WHAT YOU ARE ASKED TO DO> Please return the listing exactly as it stands, skipping any pictures.

DATA SUPPLIED>
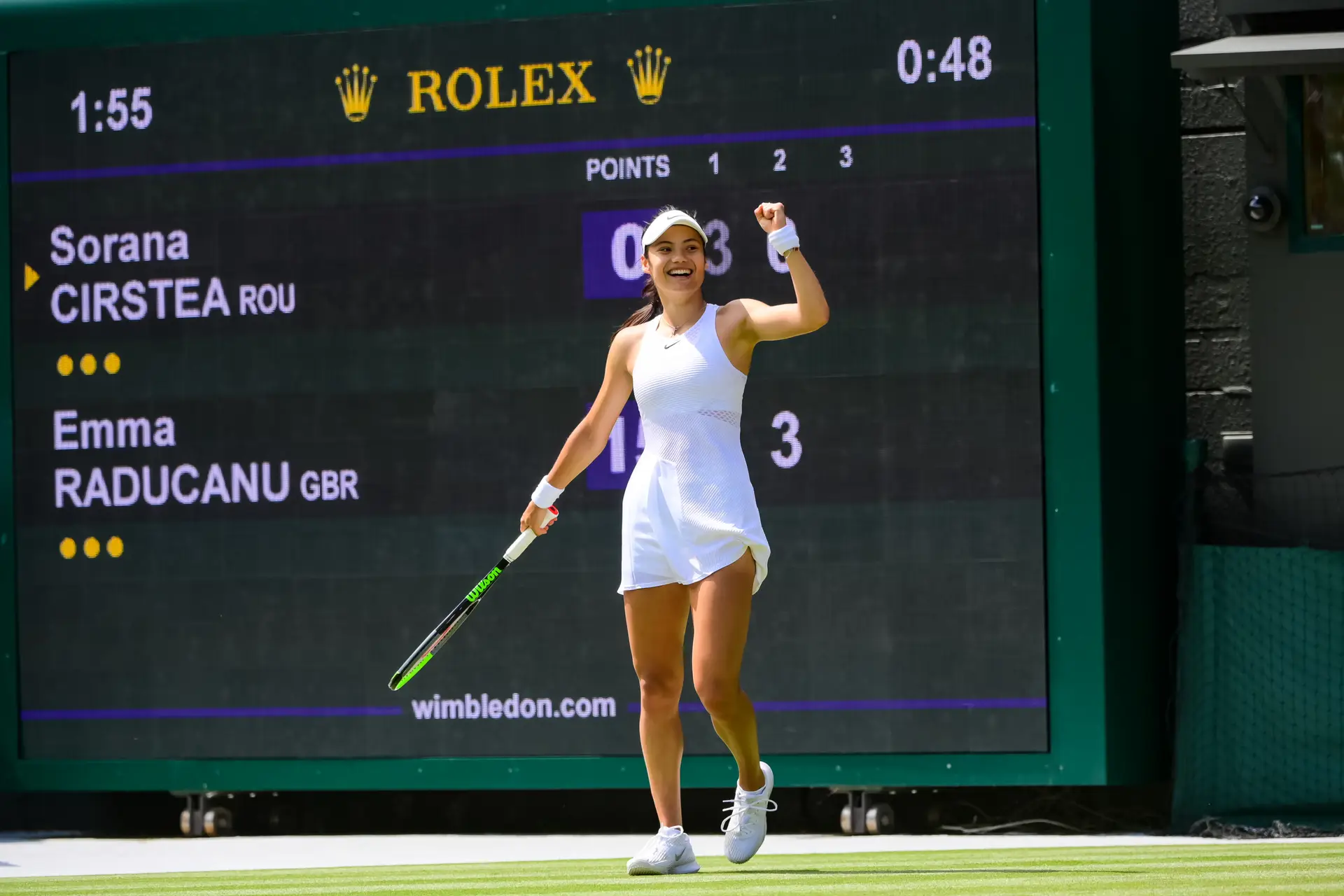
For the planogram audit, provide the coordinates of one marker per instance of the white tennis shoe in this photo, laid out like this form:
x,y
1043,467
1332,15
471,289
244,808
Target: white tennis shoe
x,y
745,825
667,853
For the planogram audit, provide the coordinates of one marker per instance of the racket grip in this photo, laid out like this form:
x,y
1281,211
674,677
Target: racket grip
x,y
521,543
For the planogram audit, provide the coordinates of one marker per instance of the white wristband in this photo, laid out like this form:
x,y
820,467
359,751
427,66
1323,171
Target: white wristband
x,y
545,493
785,238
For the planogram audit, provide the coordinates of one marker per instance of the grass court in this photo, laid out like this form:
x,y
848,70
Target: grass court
x,y
1167,871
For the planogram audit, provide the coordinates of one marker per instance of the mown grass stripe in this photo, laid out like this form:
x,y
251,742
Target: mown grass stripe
x,y
1198,871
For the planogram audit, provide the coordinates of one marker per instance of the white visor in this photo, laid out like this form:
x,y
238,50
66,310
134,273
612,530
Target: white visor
x,y
667,220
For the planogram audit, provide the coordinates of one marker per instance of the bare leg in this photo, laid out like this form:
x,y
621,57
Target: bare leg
x,y
722,608
655,620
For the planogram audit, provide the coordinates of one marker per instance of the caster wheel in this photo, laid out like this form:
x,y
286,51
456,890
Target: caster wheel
x,y
217,822
881,820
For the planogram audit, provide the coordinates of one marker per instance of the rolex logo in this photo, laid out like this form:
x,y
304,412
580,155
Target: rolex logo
x,y
650,70
356,92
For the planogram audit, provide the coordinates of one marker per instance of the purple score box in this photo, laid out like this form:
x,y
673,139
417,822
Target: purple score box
x,y
612,253
612,469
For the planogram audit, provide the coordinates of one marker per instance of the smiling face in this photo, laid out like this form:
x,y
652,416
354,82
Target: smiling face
x,y
676,262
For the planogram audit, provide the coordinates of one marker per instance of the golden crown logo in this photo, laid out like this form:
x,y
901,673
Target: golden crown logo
x,y
356,92
650,70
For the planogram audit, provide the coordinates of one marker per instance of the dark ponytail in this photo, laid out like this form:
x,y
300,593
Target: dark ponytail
x,y
652,309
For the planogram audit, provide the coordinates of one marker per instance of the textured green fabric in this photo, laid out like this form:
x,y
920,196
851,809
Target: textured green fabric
x,y
1260,718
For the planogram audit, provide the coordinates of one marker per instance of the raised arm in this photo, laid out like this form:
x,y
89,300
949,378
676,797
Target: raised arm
x,y
769,323
588,440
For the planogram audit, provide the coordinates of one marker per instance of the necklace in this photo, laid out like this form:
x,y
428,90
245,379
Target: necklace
x,y
678,328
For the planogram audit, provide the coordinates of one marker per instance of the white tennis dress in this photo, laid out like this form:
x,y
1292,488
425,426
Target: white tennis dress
x,y
690,508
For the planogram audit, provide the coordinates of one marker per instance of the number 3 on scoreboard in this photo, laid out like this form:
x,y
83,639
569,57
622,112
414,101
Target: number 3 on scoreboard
x,y
787,421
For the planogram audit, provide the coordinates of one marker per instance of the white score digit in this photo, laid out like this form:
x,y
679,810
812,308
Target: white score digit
x,y
909,73
787,421
81,106
980,65
139,115
952,64
116,104
140,111
718,234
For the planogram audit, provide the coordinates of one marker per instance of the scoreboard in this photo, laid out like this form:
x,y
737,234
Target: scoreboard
x,y
299,317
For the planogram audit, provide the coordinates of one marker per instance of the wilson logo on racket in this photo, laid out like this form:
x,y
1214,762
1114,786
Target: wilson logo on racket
x,y
484,583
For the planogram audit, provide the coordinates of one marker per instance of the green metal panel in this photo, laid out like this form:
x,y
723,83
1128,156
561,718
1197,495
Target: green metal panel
x,y
1086,593
8,605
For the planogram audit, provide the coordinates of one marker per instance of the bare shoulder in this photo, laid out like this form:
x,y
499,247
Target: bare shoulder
x,y
625,346
736,314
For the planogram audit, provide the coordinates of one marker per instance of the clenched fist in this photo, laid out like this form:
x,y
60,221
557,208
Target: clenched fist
x,y
771,216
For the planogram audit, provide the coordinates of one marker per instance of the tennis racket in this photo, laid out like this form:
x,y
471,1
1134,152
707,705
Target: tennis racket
x,y
464,609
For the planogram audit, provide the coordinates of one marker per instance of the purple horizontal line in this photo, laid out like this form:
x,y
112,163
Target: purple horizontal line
x,y
519,149
860,706
207,713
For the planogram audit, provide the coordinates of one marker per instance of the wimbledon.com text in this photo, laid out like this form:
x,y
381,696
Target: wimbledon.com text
x,y
487,707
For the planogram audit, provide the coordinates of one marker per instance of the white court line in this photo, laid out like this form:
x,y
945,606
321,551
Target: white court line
x,y
58,856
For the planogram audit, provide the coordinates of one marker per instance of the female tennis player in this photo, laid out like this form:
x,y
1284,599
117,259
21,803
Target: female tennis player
x,y
691,539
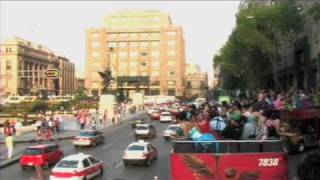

PROBLEM SOLUTION>
For the planogram audit, provide the coordinates of one marker per instance of the white tennis shoe in this photo, laid out like this form:
x,y
1043,467
1332,15
471,289
244,808
Target: white tennis shoe
x,y
745,825
667,853
For the planogram audit, provide the coordinates of one marker per instance of the racket grip in this photo, laid out like this form:
x,y
1281,211
674,677
Target: racket grip
x,y
521,543
For the planogram audit, provide the coordinates of one marker per instance of the white wristband in this photo, laid out like this form:
x,y
820,467
359,751
427,66
1323,171
Target: white wristband
x,y
545,493
785,238
For the planogram audit, provide the coordinates of one marker per instance of the grass court in this photo, laid out like this form:
x,y
848,70
Target: grass court
x,y
1167,871
For the planogram audit, provide the coordinates of one marker per instance of the mown grass stripe in this photo, laid out like this form:
x,y
251,742
Target: mown grass stripe
x,y
1198,871
For the planogram audit, provide the coordinates of one marker per instance of the white visor in this photo, laid out like this form:
x,y
238,50
66,310
134,273
612,530
Target: white visor
x,y
667,220
For the planogram audit, provide the coordinates of one marker per instance of the bare leg in this photo, laid out like this form:
x,y
621,57
Target: bare leg
x,y
722,608
655,620
For the planogram audit, provide the coordinates of one marker per instance of the caster wheel in this photo, laid out like this form:
x,y
286,51
456,890
Target: caster wheel
x,y
217,822
881,820
For the planogram audit, provide the coordinates of one marker per instance of the rolex logo in this photo, laid out like this form:
x,y
304,412
580,155
Target: rolex logo
x,y
650,70
356,92
For the planogram audit, provide the coordinates of one marker per instance of the purple score box in this photo, laid out like this form:
x,y
673,139
417,822
Target: purple score box
x,y
612,253
612,469
For the planogram audit, provide the coordinates of one marker per instance of the smiling face in this photo, laid out like this form:
x,y
652,416
354,82
Target: smiling face
x,y
676,262
For the planogram audit, provide the coordinates of one marker per instance of the golden crown logo in this photo, laid out like this form:
x,y
901,673
Target: golden crown logo
x,y
356,92
650,70
For the planogram audit, provide the coordinates of one marker per instance of the dark ponytail in this photo, laid out like this form:
x,y
300,593
Target: dark ponytail
x,y
652,309
For the planogram audit, provide the coordinates of one marker per instance of the textured green fabric in this photo, laid out like this form:
x,y
920,196
851,809
Target: textured green fabric
x,y
1260,718
For the planogram audit, provide the coordinates of one marker per instance of the raised arm in this photo, laid out like this form:
x,y
89,300
949,378
676,797
Target: raised arm
x,y
769,323
588,440
For the planogram audit, provide the coordinates of one marker per instance of the necklace in this photo, laid out like this form:
x,y
428,90
245,379
Target: necklace
x,y
678,328
For the planogram audit, provide the coordinates of one marker per instance of the white tennis dress in this photo, laid out like this form:
x,y
1292,488
425,426
Target: white tennis dress
x,y
690,508
For the planogram audit, provide the coordinates of one marker per instance of the number 3 on scoreboard in this photo, laid out like this form:
x,y
83,639
569,57
622,112
414,101
Target: number 3 on scoreboard
x,y
787,421
For the planogram audit, provide the coordinates of one marker per instance of the white score digit in this photo, laid out like this form:
x,y
679,810
812,308
Target: white score digit
x,y
909,73
787,421
81,106
980,65
139,115
952,64
116,104
140,111
718,234
For the planogram audit, provide the coordinates of one marker per instance of the scoreboard in this photo, laid out like this form:
x,y
737,234
Target: scoreboard
x,y
299,317
For the planogram audit, provide the coordinates of one marker per instance of the wilson logo on racket in this photo, laid out like this form:
x,y
1214,762
1114,786
Target: wilson logo on racket
x,y
484,583
For the planogram audit, provide the coordinates of one marker per instance of the green metal panel in this photo, laid out like this form:
x,y
723,83
1128,156
561,718
1197,495
Target: green metal panel
x,y
1086,593
8,605
For the planogram audit, provide the coordinates of one marker per instance of the bare shoulder in this photo, laid out like this form:
x,y
499,247
Target: bare shoulder
x,y
625,346
736,314
For the planogram audit, provide the coordinates of one marker per instance of the clenched fist in this photo, laid out like this form:
x,y
60,221
557,208
Target: clenched fist
x,y
771,216
For the planogram audit, provide the coordinates of one marker per instance of the tennis racket in this photo, laid out like this form:
x,y
471,1
1134,152
707,705
Target: tennis racket
x,y
464,609
For the planogram audit, provide the coordinates of one marker per instance of the purple horizontal line in this photo, laid out like this form:
x,y
112,163
Target: purple horizontal line
x,y
519,149
860,706
207,713
For the planogram audit, provide the coordinates of one marker per instance of the wimbledon.com text in this photo, laid out like this form:
x,y
381,696
Target: wimbledon.com text
x,y
487,707
For the planogram audit, provide the coordinates of one marker per instance of the white court line in this photo, laid out like this form:
x,y
945,606
321,551
Target: white court line
x,y
58,856
For the planogram audit, provide the coordinates of one marker per instance of the female tennis player in this photo, laid out like this form:
x,y
1284,599
117,259
21,803
Target: female tennis player
x,y
691,539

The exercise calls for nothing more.